[Location annotation dataset excerpts]

________

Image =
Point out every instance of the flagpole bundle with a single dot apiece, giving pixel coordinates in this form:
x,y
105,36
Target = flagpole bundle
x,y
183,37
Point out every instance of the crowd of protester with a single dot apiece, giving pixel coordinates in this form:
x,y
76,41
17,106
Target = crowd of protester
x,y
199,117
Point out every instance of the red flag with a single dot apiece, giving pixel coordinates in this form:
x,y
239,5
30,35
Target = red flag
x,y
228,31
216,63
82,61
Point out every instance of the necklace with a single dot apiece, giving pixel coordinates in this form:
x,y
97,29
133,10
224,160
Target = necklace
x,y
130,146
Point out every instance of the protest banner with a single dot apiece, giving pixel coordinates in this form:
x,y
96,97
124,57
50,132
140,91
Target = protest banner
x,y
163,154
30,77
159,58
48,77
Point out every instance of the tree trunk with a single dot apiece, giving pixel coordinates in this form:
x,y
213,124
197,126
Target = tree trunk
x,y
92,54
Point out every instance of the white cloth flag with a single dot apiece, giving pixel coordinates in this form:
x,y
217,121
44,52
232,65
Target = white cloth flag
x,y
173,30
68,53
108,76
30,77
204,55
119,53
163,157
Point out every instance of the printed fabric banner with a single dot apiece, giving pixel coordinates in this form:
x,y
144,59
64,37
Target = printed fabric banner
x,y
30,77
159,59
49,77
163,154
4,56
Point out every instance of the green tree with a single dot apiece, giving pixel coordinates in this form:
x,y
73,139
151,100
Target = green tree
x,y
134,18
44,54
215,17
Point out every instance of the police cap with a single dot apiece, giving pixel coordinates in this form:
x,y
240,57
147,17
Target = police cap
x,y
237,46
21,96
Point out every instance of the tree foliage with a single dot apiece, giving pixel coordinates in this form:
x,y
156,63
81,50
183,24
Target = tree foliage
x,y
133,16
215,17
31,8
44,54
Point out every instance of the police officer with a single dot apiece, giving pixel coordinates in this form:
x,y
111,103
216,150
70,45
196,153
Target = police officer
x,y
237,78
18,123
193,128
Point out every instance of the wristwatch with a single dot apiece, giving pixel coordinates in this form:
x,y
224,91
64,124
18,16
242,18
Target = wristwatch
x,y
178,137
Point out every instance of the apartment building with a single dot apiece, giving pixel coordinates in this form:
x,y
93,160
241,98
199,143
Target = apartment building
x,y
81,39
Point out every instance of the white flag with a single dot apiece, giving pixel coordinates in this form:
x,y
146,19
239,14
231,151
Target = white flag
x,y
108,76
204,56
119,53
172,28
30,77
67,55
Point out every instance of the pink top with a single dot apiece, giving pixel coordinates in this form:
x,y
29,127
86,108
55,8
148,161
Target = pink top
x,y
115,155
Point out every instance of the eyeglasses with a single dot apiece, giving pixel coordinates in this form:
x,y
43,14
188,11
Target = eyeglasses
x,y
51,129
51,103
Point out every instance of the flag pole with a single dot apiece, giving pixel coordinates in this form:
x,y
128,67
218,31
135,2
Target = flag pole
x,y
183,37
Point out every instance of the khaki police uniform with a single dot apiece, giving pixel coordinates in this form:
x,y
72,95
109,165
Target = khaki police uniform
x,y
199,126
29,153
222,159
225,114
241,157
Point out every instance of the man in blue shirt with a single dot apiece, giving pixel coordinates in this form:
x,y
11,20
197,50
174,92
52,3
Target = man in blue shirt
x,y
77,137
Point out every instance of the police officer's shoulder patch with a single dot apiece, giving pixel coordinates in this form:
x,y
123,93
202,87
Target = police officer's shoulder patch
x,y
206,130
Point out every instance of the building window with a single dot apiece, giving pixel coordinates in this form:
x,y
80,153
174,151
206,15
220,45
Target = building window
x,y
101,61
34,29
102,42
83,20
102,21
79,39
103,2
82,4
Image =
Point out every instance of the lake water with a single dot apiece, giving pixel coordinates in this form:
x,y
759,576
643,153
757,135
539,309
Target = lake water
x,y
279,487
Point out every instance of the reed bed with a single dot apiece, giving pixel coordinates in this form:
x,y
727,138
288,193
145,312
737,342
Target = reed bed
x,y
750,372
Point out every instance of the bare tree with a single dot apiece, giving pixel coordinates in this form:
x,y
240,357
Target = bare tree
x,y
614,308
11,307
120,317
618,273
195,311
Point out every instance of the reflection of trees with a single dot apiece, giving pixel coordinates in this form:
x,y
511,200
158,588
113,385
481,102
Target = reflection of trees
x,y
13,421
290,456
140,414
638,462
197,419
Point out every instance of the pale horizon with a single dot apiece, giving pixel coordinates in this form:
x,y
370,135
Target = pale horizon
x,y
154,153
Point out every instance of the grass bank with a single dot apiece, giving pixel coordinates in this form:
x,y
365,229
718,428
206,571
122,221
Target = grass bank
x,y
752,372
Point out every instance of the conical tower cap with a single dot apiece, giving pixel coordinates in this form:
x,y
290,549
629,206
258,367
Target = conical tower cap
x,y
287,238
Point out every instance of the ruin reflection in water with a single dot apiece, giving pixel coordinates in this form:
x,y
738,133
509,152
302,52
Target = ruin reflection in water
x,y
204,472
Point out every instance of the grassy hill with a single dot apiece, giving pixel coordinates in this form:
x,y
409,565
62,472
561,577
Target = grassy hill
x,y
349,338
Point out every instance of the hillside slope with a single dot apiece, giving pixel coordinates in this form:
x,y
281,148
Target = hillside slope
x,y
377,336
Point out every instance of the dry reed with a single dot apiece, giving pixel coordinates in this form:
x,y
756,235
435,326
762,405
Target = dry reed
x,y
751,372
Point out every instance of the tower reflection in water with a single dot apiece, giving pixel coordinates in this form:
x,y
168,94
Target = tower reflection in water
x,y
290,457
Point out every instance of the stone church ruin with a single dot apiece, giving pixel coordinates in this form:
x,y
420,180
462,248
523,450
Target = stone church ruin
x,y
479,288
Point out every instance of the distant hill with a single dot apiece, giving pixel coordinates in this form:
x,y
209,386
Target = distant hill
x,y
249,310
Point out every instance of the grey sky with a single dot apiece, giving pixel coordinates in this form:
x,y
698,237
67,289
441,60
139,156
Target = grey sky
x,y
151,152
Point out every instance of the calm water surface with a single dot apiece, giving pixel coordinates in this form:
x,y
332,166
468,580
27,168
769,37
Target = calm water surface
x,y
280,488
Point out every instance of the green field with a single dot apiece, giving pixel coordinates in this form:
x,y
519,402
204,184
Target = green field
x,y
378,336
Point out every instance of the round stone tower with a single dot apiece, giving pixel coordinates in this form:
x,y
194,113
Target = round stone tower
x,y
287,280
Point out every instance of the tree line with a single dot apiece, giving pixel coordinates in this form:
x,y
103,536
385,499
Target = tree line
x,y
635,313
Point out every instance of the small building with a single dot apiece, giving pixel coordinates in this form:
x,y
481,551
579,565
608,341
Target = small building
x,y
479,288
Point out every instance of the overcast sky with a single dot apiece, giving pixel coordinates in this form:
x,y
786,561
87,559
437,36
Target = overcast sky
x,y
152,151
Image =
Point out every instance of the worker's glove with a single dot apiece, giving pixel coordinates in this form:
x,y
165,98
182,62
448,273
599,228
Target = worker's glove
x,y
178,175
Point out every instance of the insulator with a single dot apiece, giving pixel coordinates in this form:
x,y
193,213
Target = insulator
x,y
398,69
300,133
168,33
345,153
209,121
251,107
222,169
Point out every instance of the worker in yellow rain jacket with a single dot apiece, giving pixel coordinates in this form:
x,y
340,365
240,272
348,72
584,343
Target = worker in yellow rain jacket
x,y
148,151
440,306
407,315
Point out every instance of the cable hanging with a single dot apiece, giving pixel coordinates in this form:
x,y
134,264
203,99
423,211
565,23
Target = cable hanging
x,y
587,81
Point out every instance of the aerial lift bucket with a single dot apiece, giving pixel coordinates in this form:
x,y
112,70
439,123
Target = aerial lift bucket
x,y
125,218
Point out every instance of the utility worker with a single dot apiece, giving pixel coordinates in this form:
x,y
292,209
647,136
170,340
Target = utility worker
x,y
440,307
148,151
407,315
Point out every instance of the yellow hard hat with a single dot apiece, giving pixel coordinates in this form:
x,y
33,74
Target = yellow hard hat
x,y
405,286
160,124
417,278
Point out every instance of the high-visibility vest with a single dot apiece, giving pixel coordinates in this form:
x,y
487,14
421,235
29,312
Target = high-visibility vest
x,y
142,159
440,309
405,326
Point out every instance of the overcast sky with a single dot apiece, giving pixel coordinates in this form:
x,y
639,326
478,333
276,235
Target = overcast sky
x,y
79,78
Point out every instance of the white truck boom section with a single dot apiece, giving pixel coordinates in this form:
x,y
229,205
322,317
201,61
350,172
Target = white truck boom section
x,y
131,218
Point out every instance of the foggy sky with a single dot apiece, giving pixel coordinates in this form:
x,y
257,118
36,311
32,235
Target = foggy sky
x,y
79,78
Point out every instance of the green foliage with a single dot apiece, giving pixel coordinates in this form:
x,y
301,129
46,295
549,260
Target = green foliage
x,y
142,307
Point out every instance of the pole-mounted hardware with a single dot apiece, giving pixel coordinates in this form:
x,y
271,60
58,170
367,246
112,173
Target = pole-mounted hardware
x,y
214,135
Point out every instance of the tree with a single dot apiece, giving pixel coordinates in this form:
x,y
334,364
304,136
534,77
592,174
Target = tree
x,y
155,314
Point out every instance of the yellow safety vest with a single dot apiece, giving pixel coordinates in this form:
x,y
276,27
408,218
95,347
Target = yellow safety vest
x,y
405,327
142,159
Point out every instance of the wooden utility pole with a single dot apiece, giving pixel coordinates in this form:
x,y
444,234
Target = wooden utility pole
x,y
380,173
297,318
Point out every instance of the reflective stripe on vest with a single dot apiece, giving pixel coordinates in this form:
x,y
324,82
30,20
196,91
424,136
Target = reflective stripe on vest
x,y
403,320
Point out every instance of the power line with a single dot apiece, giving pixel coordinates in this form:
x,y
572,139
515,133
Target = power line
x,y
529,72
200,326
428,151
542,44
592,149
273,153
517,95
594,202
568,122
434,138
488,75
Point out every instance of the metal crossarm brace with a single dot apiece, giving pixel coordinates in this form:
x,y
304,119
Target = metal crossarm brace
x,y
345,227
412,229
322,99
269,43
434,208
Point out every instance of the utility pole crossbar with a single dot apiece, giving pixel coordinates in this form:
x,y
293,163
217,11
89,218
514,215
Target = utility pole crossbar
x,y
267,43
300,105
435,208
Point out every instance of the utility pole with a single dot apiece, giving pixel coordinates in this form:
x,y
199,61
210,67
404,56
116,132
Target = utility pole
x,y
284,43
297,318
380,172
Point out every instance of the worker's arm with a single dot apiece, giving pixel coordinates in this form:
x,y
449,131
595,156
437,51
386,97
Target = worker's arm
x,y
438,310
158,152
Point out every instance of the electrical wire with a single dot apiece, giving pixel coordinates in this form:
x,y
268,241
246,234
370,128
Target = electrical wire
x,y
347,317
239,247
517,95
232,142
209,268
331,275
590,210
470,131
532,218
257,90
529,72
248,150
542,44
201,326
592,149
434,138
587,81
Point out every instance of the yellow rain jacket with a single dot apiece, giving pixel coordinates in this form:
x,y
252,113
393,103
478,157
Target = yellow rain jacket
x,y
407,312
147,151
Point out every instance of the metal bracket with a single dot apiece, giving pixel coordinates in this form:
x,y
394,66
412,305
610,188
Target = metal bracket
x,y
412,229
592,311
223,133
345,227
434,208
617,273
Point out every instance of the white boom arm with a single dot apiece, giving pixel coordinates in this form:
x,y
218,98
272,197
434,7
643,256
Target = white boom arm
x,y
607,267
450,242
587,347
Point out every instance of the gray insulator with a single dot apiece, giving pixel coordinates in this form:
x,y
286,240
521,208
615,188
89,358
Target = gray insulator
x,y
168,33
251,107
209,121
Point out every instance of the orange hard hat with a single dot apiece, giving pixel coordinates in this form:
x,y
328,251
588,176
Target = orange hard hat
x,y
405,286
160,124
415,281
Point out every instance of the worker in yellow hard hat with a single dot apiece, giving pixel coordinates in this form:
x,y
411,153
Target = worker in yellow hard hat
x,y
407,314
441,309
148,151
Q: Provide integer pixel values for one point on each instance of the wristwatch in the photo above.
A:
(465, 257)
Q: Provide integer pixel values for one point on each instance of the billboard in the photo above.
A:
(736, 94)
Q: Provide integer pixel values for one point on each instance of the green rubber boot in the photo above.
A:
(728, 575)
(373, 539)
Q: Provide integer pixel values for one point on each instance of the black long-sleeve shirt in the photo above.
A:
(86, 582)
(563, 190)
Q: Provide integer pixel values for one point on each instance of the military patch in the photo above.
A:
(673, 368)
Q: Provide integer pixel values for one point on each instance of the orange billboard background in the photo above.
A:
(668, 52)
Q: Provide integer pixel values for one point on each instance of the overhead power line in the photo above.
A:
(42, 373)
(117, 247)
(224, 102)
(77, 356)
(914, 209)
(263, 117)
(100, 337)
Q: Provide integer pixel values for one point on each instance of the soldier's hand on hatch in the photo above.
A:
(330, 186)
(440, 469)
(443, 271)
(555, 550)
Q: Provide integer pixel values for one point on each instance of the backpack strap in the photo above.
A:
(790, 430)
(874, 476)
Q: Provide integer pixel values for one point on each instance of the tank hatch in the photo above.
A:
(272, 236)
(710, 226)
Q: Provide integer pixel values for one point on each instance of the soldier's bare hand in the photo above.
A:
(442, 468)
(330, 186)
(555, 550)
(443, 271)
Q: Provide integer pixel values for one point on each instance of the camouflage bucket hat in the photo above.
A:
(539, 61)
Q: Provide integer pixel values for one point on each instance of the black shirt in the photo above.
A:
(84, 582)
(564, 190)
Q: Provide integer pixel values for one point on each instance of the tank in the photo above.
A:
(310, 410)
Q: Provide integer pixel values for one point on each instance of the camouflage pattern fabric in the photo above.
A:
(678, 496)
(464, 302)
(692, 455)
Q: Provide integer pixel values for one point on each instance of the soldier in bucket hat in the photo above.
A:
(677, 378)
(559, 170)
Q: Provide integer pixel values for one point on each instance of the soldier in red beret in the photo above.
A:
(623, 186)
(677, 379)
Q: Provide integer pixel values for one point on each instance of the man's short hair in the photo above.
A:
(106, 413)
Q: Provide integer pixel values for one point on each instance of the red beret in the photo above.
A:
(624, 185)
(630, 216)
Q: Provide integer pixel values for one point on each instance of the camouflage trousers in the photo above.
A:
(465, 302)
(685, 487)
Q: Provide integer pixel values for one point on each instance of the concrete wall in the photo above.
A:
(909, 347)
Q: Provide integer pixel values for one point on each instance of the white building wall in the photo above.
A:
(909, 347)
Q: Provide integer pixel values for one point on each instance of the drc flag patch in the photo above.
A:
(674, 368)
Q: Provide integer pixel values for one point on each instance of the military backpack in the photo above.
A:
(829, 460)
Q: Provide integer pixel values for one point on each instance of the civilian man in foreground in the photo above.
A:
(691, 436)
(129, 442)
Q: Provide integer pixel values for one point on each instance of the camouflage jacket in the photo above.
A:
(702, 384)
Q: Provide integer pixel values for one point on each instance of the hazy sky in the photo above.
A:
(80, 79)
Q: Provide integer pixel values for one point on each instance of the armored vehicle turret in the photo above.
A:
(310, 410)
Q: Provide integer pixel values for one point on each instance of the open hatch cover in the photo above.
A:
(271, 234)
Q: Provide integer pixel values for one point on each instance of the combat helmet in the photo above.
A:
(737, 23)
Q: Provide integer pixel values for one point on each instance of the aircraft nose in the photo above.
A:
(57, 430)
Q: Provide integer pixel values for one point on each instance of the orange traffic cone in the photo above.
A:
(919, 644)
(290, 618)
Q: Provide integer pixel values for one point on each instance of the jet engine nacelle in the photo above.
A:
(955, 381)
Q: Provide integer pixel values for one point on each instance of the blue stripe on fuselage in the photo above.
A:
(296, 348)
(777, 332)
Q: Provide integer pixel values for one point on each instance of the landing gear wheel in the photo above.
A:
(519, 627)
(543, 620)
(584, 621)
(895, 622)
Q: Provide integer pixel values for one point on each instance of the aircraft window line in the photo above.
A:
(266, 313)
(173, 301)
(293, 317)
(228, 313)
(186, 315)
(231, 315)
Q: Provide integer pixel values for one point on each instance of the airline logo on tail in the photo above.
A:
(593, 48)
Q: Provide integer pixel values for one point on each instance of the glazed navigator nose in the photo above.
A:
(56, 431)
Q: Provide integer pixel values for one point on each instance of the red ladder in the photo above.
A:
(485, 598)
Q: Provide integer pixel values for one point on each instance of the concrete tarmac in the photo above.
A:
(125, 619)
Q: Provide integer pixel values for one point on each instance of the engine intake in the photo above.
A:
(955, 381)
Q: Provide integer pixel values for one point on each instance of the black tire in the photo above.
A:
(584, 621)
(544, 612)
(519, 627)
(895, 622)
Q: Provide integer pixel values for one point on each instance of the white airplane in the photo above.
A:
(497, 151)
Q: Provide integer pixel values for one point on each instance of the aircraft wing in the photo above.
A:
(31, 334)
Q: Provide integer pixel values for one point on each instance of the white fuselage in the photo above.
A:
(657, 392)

________

EXERCISE TASK -> Print only the lines from the one with "ladder in the photo above." to the end of the records, both included.

COMPLETED TASK ->
Q: Provide integer pixel values for one point on each instance of the red ladder in the photo above.
A:
(485, 598)
Q: Provide integer pixel values for one point on each instance of the concrete tarmac in the photo above.
A:
(125, 619)
Q: Provide integer pixel values for one point on each instance of the engine intake in the photo above.
A:
(955, 381)
Q: Provide integer pixel values for one point on each instance of the black tire in the photo above.
A:
(584, 621)
(544, 612)
(519, 627)
(895, 622)
Q: Provide integer pixel values for one point on each instance of the white airplane in the photo above.
A:
(497, 151)
Q: Provide integer pixel values for one point on each instance of the aircraft wing in the photo above.
A:
(31, 334)
Q: Provide integer pixel values for one point on each instance of the white fuselage in the photo above.
A:
(657, 392)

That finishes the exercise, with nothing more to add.